**PASSAGE TO READ:**

***

Kolmogorov complexity sharpens this analogy. the causal description consists of three independent components: $P(X)$, mechanism $f$, and $P(\varepsilon)$. because these three components are generated independently by nature, they compress independently, and the total description length is the sum of three separate short programs. the anticausal description must encode $P(Y)$ and then $P(X \mid Y)$, where $P(X \mid Y)$ requires knowing both the forward mechanism and the noise distribution jointly in order to describe how to invert the noisy nonlinear function. that joint encoding is longer because the two components are entangled: you can’t describe the reverse mechanism without referencing the noise structure it’s trying to undo. shorter programs are simpler computations. simpler computations converge faster. the forward direction is computationally simpler in a precise information-theoretic sense, and that simplicity manifests directly as faster neural network training.

no formal proof connecting neural network optimization landscapes to thermodynamic irreversibility currently exists. the analogy is structurally suggestive and may point toward a deeper principle: wherever a generative process has the form “mechanism applied to cause, then independent noise added,” the forward direction is computationally privileged, and that privilege should show up in any learning algorithm that is sensitive to the structure of the optimization landscape.

Comparison

system	rung 2 capable	PAC bound	sample efficiency	OOD robust	causal direction	scope
GPT-4 / DeepSeek R1	no	no	no	no	no	observational corpus
Bareinboim CRL	yes	no	no	yes	no (takes graph as input)	interventional
ANM / RESIT	partial	no	partial	partial	yes	bivariate
SkewScore (Lin 2025)	no	no	partial	partial	yes (heteroscedastic)	bivariate
CCA / CCL+	yes†	yes†	yes†‡	yes†	yes	injective ANM

the † markers mean theoretical only: the PAC bound, sample efficiency, OOD robustness, and rung-2 capability of CCL+ are all proved but not yet validated empirically beyond the Tubingen benchmark. the ‡ marker means the sample efficiency advantage applies specifically against non-parametric learners that model the full joint distribution without causal factorization. parametric learners that already factorize over edges do not face the exponential sample requirement that CCL+ avoids.

GPT-4 appears here not as a competitor but to make Pearl's impossibility concrete. GPT-4 is trained on observational data and by theorem cannot answer interventional questions from training alone. Bareinboim CRL is the most relevant prior work: it handles rung-2 reasoning and out-of-distribution robustness but requires the causal graph as input. CCL+ adds graph learning using CCA for edge orientation, MDL for graph complexity, and causal IB for faithful representations.

What this could do in practice

medicine and drug development. the clearest application is separating drug effects from patient selection effects without a randomized trial. biomarker causation: does this protein cause the disease, or does the disease upregulate the protein? the primary practical requirement is an injectivity screening step, since biological mechanisms often saturate or have threshold behaviors over parts of their range.

***

**GIVEN INFORMATION:**
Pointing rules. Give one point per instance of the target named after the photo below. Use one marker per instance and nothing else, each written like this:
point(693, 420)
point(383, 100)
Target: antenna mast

***

**ASSIGNMENT:** Retype the causal-learning text word for word, everything from "What this could" down to "of their range.".

**REPLY:**
What this could do in practice

medicine and drug development. the clearest application is separating drug effects from patient selection effects without a randomized trial. biomarker causation: does this protein cause the disease, or does the disease upregulate the protein? the primary practical requirement is an injectivity screening step, since biological mechanisms often saturate or have threshold behaviors over parts of their range.